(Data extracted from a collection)

*** Begin section ***

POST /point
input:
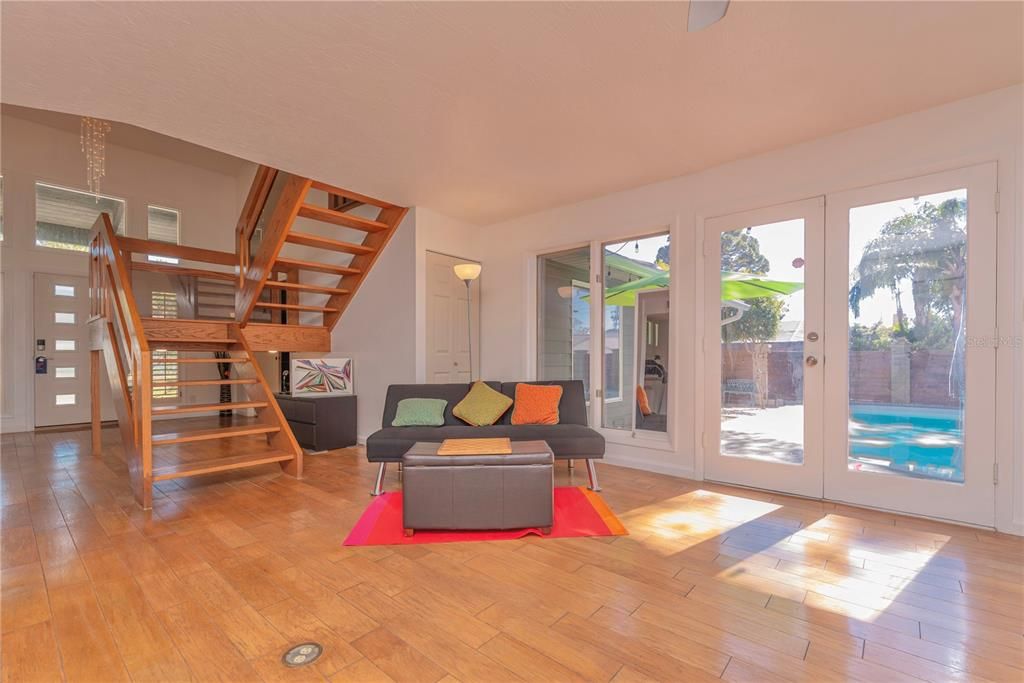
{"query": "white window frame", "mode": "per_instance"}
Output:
(177, 236)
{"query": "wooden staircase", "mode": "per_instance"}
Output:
(256, 299)
(340, 262)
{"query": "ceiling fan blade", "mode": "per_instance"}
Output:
(705, 12)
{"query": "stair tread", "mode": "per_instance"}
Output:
(203, 408)
(207, 434)
(204, 382)
(302, 287)
(193, 340)
(313, 265)
(308, 240)
(340, 218)
(211, 465)
(295, 306)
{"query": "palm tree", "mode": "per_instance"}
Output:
(929, 249)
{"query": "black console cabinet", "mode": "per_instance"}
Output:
(321, 423)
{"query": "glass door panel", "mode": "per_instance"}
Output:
(635, 366)
(906, 336)
(910, 289)
(563, 314)
(762, 370)
(763, 338)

*** End section ***

--- Description of the task ---
Using the records above, gather all lines where the string "mode" is present.

--- Answer for the task ---
{"query": "white window frame", "mode": "per_instance"}
{"query": "wooden staircase", "mode": "per_instance"}
{"query": "ceiling fan blade", "mode": "per_instance"}
{"query": "stair tread", "mode": "per_instance"}
{"query": "palm tree", "mode": "per_instance"}
{"query": "black console cabinet", "mode": "per_instance"}
{"query": "glass door panel", "mode": "per_instance"}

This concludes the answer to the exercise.